● Records from a dataset:
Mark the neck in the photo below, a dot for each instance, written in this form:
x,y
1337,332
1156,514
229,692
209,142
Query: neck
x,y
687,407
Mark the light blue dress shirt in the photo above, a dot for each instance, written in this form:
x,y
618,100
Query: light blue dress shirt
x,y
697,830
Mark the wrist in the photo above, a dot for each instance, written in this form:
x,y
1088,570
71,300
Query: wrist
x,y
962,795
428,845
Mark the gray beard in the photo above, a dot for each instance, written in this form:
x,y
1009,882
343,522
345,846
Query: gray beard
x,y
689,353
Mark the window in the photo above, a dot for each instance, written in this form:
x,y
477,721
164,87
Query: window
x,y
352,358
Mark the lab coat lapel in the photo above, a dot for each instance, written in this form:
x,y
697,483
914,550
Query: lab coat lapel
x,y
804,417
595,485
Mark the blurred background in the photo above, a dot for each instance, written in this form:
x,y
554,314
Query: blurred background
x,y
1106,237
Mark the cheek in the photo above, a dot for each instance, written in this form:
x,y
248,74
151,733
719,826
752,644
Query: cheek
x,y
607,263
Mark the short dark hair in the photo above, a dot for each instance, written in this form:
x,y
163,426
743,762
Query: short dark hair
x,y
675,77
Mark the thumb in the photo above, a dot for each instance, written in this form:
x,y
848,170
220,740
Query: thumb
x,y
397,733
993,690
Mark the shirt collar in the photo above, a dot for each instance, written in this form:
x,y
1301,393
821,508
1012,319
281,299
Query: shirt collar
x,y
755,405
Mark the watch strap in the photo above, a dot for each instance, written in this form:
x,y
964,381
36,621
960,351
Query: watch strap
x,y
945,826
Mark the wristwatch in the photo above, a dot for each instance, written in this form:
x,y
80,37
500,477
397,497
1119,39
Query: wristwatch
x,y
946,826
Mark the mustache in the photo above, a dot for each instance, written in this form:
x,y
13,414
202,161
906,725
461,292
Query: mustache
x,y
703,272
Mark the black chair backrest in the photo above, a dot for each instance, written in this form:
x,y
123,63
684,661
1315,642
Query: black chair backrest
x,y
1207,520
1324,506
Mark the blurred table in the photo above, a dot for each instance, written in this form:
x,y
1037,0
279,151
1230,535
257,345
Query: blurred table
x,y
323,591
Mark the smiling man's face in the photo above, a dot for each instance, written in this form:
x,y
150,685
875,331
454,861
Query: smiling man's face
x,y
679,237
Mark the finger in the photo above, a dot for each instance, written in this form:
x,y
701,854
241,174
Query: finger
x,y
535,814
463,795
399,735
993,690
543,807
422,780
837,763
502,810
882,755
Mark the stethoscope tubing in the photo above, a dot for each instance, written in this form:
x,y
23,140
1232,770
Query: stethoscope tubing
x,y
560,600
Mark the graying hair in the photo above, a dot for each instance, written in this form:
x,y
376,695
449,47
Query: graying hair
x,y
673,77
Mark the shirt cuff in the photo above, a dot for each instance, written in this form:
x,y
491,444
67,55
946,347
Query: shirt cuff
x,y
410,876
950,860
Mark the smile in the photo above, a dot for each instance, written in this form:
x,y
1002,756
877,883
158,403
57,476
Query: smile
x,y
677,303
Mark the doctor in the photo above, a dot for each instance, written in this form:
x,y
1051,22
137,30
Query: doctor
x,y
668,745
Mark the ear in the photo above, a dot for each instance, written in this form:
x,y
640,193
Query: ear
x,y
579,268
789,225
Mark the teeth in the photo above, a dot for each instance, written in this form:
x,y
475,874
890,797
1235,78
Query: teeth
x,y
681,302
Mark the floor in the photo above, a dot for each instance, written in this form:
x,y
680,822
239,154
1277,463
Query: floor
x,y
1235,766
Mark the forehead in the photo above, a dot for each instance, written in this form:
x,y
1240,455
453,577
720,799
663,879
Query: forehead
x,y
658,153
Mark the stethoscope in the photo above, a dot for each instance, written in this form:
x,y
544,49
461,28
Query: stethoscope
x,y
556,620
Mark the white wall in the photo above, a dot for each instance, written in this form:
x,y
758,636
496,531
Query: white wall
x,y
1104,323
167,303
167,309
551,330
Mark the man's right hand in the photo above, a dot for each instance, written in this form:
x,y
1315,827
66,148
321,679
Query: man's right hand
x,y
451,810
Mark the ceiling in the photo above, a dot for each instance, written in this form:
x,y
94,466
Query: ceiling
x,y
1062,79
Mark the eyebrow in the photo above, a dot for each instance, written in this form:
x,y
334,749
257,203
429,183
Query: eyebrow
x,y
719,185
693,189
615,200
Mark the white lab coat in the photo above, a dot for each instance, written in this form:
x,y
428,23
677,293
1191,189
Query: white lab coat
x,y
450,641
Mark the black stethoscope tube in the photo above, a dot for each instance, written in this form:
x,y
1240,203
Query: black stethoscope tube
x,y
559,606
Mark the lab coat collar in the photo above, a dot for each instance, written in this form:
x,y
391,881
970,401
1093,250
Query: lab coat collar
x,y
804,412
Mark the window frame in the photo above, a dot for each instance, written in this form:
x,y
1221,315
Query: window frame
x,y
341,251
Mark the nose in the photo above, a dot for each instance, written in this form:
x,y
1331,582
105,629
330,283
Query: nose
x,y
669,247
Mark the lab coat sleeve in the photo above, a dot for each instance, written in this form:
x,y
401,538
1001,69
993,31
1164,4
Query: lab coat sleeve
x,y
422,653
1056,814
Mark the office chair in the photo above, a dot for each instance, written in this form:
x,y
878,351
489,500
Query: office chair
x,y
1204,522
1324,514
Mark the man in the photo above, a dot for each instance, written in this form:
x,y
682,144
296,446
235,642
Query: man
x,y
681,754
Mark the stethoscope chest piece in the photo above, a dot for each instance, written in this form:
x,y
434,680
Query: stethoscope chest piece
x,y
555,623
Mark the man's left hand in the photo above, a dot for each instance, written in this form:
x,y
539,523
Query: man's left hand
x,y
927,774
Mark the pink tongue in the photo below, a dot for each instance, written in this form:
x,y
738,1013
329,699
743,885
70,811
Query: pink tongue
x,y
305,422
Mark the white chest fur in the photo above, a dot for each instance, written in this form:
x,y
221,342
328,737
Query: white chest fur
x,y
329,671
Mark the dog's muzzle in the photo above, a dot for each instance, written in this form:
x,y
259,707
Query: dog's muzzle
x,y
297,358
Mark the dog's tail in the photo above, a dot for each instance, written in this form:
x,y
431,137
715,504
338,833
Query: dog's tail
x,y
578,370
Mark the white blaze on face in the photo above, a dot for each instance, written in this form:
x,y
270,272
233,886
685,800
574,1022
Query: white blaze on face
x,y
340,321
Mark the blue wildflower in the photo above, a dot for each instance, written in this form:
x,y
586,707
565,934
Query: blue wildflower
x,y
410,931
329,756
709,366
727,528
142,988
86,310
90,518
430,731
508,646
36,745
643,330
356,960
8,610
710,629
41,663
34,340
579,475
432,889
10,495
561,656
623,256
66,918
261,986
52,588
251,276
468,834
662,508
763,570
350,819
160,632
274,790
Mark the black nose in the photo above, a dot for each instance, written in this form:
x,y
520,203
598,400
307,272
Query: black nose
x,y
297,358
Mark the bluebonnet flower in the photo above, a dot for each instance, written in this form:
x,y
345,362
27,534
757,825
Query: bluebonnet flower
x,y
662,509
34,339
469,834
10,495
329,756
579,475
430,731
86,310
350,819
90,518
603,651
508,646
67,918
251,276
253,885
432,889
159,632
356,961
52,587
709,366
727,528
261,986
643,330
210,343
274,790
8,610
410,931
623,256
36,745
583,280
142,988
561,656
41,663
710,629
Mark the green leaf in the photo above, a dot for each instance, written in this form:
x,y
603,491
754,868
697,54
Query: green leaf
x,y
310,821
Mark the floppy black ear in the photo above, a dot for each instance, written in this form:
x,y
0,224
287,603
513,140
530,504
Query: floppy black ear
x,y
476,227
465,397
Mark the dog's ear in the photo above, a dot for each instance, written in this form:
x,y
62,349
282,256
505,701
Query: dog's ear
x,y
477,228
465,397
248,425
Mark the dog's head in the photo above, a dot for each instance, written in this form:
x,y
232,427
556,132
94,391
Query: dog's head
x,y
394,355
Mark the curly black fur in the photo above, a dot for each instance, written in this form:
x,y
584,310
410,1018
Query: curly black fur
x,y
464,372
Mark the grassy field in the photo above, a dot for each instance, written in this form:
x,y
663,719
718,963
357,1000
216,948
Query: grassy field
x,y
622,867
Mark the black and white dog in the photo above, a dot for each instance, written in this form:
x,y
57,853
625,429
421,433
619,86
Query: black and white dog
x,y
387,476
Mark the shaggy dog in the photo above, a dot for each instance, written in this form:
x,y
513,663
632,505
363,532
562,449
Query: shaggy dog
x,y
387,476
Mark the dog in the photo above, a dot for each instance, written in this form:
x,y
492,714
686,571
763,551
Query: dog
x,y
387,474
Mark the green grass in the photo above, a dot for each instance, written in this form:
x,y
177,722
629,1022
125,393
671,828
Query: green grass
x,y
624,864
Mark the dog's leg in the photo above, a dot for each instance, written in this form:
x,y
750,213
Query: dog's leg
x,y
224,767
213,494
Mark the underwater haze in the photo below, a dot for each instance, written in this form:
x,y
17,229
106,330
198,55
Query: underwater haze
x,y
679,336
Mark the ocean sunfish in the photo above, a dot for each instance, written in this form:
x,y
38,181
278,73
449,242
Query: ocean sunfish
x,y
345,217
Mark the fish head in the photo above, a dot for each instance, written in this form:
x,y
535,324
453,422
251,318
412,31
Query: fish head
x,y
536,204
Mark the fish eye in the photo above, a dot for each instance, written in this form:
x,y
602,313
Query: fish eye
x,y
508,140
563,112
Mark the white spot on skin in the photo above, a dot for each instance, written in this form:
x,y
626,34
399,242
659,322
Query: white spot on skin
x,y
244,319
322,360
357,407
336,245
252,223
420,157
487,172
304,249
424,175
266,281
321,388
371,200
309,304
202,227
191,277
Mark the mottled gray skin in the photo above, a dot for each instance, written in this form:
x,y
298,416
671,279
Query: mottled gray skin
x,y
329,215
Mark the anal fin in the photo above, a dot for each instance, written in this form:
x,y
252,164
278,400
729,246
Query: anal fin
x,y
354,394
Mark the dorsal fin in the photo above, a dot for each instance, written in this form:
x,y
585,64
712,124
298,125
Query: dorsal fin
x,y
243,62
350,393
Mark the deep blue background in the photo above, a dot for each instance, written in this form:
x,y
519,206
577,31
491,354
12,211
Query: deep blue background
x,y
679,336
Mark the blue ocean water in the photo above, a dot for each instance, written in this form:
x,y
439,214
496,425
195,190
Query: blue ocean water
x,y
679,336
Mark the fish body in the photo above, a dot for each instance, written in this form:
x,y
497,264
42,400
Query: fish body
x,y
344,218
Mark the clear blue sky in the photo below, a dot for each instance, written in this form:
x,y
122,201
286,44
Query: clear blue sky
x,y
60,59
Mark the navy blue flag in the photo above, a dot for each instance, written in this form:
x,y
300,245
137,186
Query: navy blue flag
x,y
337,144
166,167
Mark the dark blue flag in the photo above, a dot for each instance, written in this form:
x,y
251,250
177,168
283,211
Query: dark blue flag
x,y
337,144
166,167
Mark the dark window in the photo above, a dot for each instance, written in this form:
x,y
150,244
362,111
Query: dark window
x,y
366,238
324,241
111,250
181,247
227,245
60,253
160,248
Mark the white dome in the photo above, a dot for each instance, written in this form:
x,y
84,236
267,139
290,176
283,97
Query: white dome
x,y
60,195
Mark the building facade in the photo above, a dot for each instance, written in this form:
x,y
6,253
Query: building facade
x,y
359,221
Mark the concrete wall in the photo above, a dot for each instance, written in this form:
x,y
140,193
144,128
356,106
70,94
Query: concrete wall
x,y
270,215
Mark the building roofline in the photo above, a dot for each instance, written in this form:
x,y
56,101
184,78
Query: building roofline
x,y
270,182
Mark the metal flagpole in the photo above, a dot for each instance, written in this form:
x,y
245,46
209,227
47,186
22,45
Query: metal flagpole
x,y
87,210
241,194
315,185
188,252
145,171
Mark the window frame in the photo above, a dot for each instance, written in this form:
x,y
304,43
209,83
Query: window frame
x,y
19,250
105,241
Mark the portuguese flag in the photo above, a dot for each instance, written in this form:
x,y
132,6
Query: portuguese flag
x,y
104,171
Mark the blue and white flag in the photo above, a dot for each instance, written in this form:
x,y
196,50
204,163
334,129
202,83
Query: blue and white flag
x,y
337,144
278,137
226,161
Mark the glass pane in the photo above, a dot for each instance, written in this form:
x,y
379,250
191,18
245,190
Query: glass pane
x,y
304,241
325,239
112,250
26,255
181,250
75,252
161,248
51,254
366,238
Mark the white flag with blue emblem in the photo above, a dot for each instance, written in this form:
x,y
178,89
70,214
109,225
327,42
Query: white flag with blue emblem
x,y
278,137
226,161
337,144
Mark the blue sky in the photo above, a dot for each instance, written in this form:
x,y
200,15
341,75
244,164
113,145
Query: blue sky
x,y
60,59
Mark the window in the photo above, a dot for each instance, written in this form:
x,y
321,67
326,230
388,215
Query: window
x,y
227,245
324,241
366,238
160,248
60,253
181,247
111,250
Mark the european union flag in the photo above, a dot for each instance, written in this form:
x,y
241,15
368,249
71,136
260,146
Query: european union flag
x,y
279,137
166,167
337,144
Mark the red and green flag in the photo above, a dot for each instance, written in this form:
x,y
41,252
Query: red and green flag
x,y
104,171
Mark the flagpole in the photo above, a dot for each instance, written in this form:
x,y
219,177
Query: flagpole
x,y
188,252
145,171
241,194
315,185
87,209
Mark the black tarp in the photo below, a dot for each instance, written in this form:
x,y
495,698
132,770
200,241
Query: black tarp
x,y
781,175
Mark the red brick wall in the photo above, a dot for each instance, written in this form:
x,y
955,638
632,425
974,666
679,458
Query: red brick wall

● WORK TO BE COMPLETED: Looking at the data above, show all lines where the word "brick" occurs.

● THE ANSWER:
Mark the red brick wall in the photo above, a dot for each instance, written in this form:
Query: red brick wall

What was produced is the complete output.